(Information supplied)
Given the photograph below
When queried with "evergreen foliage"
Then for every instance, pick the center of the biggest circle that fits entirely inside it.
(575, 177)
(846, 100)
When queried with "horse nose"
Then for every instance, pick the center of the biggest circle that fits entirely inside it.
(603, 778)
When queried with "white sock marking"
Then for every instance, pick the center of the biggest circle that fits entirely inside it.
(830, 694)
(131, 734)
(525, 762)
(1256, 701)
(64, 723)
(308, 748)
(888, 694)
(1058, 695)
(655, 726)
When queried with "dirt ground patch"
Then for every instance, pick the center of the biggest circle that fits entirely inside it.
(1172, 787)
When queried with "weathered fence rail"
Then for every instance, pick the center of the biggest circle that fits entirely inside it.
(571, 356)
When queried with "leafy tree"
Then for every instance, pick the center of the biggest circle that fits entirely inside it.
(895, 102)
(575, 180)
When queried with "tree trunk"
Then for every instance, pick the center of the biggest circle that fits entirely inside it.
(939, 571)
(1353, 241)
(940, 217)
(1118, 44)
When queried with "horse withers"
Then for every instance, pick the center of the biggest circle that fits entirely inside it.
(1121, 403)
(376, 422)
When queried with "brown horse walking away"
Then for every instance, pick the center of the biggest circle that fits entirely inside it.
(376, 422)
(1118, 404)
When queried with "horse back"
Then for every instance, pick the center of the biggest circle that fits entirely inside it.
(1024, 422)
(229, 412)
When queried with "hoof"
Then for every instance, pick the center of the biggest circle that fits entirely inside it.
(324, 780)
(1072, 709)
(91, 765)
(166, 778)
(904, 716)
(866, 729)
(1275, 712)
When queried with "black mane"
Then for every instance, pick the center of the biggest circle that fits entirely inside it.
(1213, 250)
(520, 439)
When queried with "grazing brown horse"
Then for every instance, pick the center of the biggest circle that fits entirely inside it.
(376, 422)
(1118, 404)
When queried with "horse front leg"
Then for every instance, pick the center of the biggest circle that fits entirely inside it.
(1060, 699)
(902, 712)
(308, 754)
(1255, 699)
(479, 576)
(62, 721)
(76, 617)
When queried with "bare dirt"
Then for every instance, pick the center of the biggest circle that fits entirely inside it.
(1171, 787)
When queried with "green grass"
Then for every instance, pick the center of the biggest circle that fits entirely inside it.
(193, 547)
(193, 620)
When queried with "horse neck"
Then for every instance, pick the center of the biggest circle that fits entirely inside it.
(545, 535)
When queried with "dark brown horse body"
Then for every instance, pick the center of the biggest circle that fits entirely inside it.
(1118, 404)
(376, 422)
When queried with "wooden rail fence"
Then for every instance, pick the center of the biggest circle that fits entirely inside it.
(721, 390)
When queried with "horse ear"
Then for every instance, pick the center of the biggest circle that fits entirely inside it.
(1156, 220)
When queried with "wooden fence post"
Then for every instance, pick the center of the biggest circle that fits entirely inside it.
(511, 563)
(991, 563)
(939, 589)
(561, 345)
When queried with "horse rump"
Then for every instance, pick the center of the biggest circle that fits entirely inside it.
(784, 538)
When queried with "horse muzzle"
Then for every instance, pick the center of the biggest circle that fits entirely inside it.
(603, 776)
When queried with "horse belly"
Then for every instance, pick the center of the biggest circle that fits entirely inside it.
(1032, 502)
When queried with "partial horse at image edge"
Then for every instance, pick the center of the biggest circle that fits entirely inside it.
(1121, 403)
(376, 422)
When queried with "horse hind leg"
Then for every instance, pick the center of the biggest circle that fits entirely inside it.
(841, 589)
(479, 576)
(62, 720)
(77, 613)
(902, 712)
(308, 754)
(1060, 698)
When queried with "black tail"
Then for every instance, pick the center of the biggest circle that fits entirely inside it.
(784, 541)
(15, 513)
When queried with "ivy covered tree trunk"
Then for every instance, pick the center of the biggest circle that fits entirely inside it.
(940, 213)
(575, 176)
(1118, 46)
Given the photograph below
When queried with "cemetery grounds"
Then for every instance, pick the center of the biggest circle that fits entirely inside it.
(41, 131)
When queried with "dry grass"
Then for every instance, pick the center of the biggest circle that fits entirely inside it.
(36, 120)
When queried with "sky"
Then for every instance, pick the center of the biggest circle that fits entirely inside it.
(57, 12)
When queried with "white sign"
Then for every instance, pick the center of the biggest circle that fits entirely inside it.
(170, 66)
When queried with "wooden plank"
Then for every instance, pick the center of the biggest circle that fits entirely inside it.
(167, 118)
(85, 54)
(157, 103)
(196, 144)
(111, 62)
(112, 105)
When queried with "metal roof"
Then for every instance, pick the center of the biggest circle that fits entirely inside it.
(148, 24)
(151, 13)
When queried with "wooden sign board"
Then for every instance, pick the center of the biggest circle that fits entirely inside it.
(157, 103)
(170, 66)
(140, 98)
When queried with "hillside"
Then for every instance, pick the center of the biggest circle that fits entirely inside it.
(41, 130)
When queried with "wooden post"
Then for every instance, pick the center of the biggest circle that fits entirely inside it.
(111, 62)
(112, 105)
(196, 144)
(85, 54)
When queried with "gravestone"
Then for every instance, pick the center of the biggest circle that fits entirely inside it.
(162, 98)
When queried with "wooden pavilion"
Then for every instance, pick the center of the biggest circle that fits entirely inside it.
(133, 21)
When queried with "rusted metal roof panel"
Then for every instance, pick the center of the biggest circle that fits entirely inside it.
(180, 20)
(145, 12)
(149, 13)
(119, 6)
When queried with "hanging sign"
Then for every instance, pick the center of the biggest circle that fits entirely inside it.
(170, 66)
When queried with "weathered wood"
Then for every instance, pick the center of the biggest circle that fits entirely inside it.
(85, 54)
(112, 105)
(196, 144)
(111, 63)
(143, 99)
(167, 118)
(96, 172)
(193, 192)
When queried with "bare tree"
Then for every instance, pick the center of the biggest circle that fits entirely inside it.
(End Information supplied)
*What to do:*
Which of the lines in the data contain the string "white"? Return each one.

*Response to this task:*
When queried with "white sock marking"
When queried with "white sign"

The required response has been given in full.